▶ Trecho selecionado:
▼▼▼

Já nasci saudosa. Essa é minha marca maior além do coração sem fundo, olhar curioso de eterna infante e uma vontade infinda de ser feliz. É claro que nem sempre isso é possível e aprendi, no decorrer de minha existência, a aceitar a vida como ela se apresenta.
Da mesma forma, busco olhar meu próximo com lentes e filtros da tolerância. Não sou religiosa. Já fui, e muito, no entanto, afastei-me por questionar tudo e tornar-me figura “non grata” diante da gleba hipócrita.
Guardo em minhas gavetas da memória, momentos que gravei para a eternidade. Lembranças da infância, são muitas, são felizes, são puras. Época em que não sabia contabilizar muito menos separar o certo do errado, o bonito do feio, simplesmente vivenciava cada dia sem me questionar sobre nada. Deixava-me levar pela vida. E era feliz!
Não me importava em ter apenas um sapatinho verlon, uma meia rota, um vestido que já havia passado por diversas crianças até chegar a mim.

▲▲▲

▶ Tarefas a realizar:
- A) Repita o trecho do relato sobre a infância, começando em "Já nasci saudosa." e terminando em "E era feliz!".
- B) Escreva a parte seguinte do relato sobre a infância, partindo da última frase apresentada.
Os itens não são necessários para nada.

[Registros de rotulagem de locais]

▼▼▼

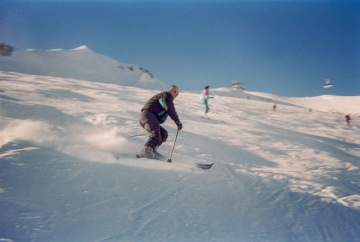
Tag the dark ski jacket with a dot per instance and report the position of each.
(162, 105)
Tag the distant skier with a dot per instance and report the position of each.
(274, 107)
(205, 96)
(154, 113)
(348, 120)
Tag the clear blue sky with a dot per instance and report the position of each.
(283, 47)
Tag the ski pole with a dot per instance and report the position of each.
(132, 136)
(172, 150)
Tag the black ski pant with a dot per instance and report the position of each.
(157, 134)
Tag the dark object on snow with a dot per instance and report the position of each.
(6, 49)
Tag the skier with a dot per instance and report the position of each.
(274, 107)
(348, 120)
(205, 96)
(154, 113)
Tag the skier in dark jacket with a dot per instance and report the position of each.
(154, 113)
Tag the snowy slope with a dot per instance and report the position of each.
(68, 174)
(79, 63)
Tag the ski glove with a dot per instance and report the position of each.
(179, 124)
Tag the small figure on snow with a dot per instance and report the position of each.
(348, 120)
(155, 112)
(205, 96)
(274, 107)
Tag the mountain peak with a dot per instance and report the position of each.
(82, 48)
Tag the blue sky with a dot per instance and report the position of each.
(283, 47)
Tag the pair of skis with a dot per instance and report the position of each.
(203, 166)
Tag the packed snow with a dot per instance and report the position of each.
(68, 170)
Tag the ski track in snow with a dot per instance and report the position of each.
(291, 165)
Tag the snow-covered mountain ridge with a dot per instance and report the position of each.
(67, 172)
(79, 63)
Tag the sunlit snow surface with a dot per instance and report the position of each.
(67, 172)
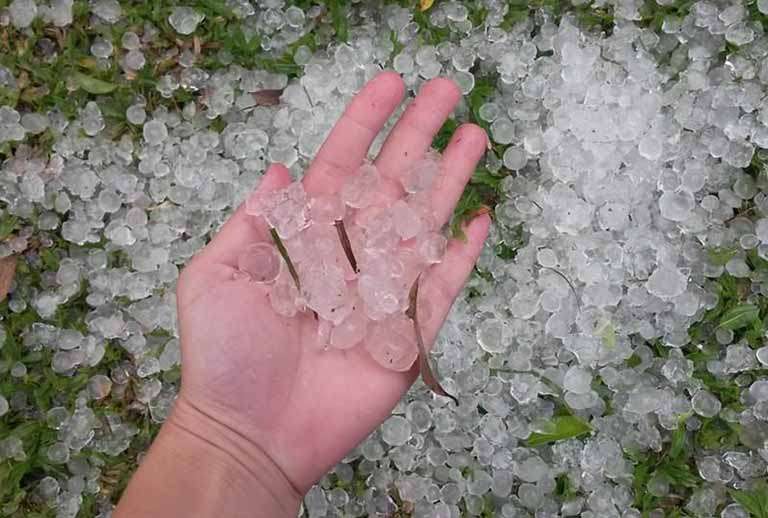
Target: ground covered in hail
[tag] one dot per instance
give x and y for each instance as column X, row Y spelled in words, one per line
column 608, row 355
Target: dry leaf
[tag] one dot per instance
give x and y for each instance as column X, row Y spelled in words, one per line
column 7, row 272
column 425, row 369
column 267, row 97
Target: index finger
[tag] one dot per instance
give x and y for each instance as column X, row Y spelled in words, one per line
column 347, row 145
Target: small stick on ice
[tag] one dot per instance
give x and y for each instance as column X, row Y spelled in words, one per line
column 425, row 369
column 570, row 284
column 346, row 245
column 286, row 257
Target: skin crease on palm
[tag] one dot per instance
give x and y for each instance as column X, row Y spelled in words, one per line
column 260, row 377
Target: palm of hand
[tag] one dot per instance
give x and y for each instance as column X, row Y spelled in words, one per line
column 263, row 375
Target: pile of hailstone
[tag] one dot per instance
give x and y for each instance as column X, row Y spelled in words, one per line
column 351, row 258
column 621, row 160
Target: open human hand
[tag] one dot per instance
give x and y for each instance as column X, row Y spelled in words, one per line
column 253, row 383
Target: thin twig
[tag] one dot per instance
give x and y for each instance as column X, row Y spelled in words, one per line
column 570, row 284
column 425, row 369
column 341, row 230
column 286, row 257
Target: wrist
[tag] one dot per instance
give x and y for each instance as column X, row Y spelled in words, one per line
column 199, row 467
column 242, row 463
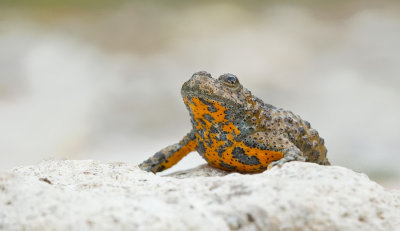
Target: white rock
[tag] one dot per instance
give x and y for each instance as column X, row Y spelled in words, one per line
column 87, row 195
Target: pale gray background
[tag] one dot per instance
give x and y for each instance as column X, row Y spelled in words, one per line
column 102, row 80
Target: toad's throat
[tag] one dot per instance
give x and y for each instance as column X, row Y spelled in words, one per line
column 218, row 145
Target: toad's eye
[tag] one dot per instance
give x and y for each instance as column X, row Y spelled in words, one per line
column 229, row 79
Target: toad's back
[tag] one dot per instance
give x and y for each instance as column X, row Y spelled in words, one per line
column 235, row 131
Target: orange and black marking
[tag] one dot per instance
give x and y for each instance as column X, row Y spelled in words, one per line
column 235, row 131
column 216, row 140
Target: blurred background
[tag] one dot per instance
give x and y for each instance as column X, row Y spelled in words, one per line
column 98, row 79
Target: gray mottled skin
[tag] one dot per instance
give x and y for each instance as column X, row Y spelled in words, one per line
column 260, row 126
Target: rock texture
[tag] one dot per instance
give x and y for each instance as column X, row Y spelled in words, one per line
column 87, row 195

▲▲▲

▶ Resultados por tarefa:
- A)
Já nasci saudosa. Essa é minha marca maior além do coração sem fundo, olhar curioso de eterna infante e uma vontade infinda de ser feliz. É claro que nem sempre isso é possível e aprendi, no decorrer de minha existência, a aceitar a vida como ela se apresenta.
Da mesma forma, busco olhar meu próximo com lentes e filtros da tolerância. Não sou religiosa. Já fui, e muito, no entanto, afastei-me por questionar tudo e tornar-me figura “non grata” diante da gleba hipócrita.
Guardo em minhas gavetas da memória, momentos que gravei para a eternidade. Lembranças da infância, são muitas, são felizes, são puras. Época em que não sabia contabilizar muito menos separar o certo do errado, o bonito do feio, simplesmente vivenciava cada dia sem me questionar sobre nada. Deixava-me levar pela vida. E era feliz!

- B)
Brinquedos? Somente o que minha avó Maria confeccionava. Havia as almofadinhas das Cinco Marias recheadas de arroz, as bonecas feitas de papel machê e retalhos de tecido. Na realidade, não tive muitos brinquedos mas brinquei exaustivamente! Sou de uma geração em que se ia para as ruas, formava-se turmas e brincávamos o dia inteiro. Era pique, pega-pega, passa anel, estátua, queimada… Tantas eram as brincadeiras na rua, que até então, era território das crianças e não dos automóveis.
Ao final da tarde, minha avó e outras mães chamavam as crianças para o banho e depois o lanche que sempre tinha bolos, biscoitos, broas de milho, geleias acompanhadas do tradicional café com leite ou chá preto.
Como era bom! Anos mais tarde conheci o pão de queijo que uma prima de minha mãe aprendeu a fazer e vez ou outra, fazia de baciada e chamava a criançada para saborear.
Sim, isso era felicidade! Comilanças alimentando o bucho (termo de minha avó) e muita conversa alimentando a alma.
Tive uma infância pobre, contudo nunca faltou alimento em minha casa. Podíamos não ter uma mesa farta em supérfluos que hoje compramos no supermercado, mas sempre tivemos o pão, o leite, a manteiga, o café e o feijão com arroz.
A carne para acompanhar, recebíamos de uma prima minha que era casada com um português dono de churrascaria. A sobra, ele trazia para sua casa e dividia com as famílias menos favorecidas. Graças a Deus estávamos na lista dos desfavorecidos e jamais faltou um naco de carne e linguiça em nossos pratos. Assim como também nunca faltou as frutas e uns doces que recebíamos de uma tia, irmã caçula de minha mãe que aparecia uma vez ao mês e nos brindava com Dan top.
Um para cada criança. Comia devagarinho para prolongar o prazer de comer chocolate. Adorava me lambuzar toda e depois lamber os dedos, a mão, a embalagem.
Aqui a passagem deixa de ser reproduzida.